--- Exercise input Enclosed Below ---
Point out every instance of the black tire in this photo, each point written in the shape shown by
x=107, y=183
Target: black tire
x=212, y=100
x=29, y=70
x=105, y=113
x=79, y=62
--- End of Enclosed Exercise input ---
### Task brief
All records above must be set down exactly, please.

### Completed task
Point out every instance of the black tire in this photo, each point written in the shape shown by
x=107, y=183
Target: black tire
x=212, y=100
x=29, y=70
x=105, y=113
x=79, y=62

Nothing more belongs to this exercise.